_Document:_
════════════════

The powder 22 may consist of any mixture or composition known to possess fire extinguishing or flame damping properties, for istance any powder composition used in the socalled powder extinguishers employing compressed air or compressed nitrogen as an ejecting agent. One example is a composition consisting mainly of potassium sulphate, with minor additions of chlorides and other substances. A second example is a composition consisting mainly of sodium bicarbonate.

The fire extinguisher of Fig. 4 has a cylindrical wall 35, a bottom 31 and a conical top 32 provided with a curved nozzle 33. A substantially cylindrical, pressure resistant capsule 34 consisting of a heat insulating material and enclosing a compact charge 37 rests on the inside of the bottom 31. An annular member 36 is fitted between the lower part of the capsule 34 and the cylindrical wall 35 to maintain the capsule 34 properly centred with respect to the wall 35. The casule is provided below with four angularly spaced, radial outlets 38. A supply of fire extinguishing powder occupies the annular space between the capsule 34 and the wall 35 and part of the space above the top of the capsule. A fuse 40 extends from the lower end of the charge 37 through one of the outlets 38, the gas chamber 41 and the discharge nozzle 33 to an igniter 44 attached to the outer face of the container top 32. A plastic foil cap 42 applied on the end of the discharge nozzle 33 prevents humidity from entering the container. The container is mounted by means of a clamp member 43 near a potential seat of fire.

════════════════

(Data listing)
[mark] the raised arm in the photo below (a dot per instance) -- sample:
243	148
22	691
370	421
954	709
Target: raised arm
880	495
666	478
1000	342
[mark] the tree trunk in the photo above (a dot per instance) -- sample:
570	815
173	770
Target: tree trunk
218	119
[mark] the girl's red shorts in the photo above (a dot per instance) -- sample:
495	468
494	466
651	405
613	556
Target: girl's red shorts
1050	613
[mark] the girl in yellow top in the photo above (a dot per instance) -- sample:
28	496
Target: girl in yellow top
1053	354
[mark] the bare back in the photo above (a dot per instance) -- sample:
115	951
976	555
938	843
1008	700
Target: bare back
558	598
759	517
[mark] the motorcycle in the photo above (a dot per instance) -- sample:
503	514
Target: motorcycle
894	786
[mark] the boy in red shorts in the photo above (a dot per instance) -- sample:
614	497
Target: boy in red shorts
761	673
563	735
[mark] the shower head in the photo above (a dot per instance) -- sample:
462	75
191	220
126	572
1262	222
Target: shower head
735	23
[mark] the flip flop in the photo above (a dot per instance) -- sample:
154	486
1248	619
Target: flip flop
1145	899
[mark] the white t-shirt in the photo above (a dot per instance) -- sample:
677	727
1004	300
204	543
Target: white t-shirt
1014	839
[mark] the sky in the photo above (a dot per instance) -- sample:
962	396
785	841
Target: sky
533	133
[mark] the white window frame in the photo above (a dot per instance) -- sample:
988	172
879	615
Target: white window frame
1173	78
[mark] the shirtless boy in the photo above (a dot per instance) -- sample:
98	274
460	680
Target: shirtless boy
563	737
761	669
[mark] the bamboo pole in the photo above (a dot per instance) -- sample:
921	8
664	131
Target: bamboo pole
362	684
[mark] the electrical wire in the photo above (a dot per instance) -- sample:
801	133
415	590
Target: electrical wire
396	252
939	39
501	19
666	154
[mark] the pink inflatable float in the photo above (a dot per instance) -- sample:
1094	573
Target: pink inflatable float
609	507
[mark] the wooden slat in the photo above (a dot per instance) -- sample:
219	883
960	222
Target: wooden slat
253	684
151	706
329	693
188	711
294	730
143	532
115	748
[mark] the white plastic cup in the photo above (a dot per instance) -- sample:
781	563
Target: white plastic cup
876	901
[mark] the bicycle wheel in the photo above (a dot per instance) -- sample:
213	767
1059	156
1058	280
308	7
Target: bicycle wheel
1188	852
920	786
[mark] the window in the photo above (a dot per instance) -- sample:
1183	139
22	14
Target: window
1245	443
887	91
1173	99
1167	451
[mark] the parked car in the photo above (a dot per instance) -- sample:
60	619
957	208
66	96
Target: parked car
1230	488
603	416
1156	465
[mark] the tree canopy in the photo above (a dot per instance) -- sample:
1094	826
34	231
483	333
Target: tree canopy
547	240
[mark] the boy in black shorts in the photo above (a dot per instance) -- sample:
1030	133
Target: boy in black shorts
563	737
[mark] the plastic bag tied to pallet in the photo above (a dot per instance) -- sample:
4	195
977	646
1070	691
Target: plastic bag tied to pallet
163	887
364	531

════════════════

_Problems:_
a – Name every component of the fire extinguisher description that the fuse 40 passes through or reaches, giving each with its reference numeral.
b – Set down the part of the fire extinguisher description from "The powder 22" to "of sodium bicarbonate.", copying it word for word.

_Expected results:_
a – One of the outlets 38, the gas chamber 41, the discharge nozzle 33, and the igniter 44.

b –
The powder 22 may consist of any mixture or composition known to possess fire extinguishing or flame damping properties, for istance any powder composition used in the socalled powder extinguishers employing compressed air or compressed nitrogen as an ejecting agent. One example is a composition consisting mainly of potassium sulphate, with minor additions of chlorides and other substances. A second example is a composition consisting mainly of sodium bicarbonate.